» STATED TASK
Please copy the lines below word for word, leaving out the pictures.

» DATA EXTRACT
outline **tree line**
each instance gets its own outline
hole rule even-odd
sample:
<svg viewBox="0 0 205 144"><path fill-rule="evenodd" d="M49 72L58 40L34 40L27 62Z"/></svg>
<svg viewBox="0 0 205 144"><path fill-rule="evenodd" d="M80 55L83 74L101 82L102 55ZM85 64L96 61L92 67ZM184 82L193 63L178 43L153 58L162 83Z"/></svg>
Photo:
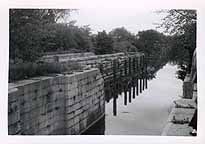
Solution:
<svg viewBox="0 0 205 144"><path fill-rule="evenodd" d="M196 48L195 10L166 11L159 27L164 27L169 35L152 29L133 34L124 27L92 34L88 25L59 22L72 11L75 10L10 9L10 62L35 62L43 53L52 51L95 54L139 51L152 59L152 65L171 61L180 66L182 74L183 70L189 71Z"/></svg>

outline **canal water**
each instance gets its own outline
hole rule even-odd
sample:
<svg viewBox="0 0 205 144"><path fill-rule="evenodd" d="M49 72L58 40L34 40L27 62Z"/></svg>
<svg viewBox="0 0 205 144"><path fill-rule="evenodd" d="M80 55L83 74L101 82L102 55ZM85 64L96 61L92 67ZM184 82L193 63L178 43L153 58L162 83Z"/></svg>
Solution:
<svg viewBox="0 0 205 144"><path fill-rule="evenodd" d="M87 134L161 135L173 101L182 95L182 81L176 78L176 71L177 66L166 64L148 81L148 89L127 105L124 93L118 95L116 115L111 98L105 105L105 117Z"/></svg>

» REPLY TO THE EXERCISE
outline **tree line**
each instance gets its own outline
hole rule even-odd
sample:
<svg viewBox="0 0 205 144"><path fill-rule="evenodd" d="M49 72L58 40L34 40L27 62Z"/></svg>
<svg viewBox="0 0 205 144"><path fill-rule="evenodd" d="M80 55L83 74L101 82L102 55ZM85 64L96 61L92 67ZM184 82L193 63L178 43L153 58L162 83Z"/></svg>
Photo:
Solution:
<svg viewBox="0 0 205 144"><path fill-rule="evenodd" d="M196 48L195 10L166 11L159 27L164 27L169 35L152 29L133 34L124 27L92 34L88 25L59 22L72 11L75 10L10 9L10 62L35 62L43 53L52 51L95 54L139 51L152 59L152 65L171 61L180 66L182 74L183 70L189 71Z"/></svg>

outline **canal water**
each instance gets its own outline
hole rule even-odd
sample:
<svg viewBox="0 0 205 144"><path fill-rule="evenodd" d="M49 72L58 40L34 40L27 62Z"/></svg>
<svg viewBox="0 0 205 144"><path fill-rule="evenodd" d="M80 55L83 74L101 82L102 55ZM85 64L96 61L92 67ZM184 82L193 63L178 43L153 58L162 83Z"/></svg>
Solution:
<svg viewBox="0 0 205 144"><path fill-rule="evenodd" d="M87 134L161 135L173 101L182 95L182 81L176 78L176 71L177 66L166 64L148 81L148 89L127 105L124 93L118 95L116 115L111 98L105 105L105 117Z"/></svg>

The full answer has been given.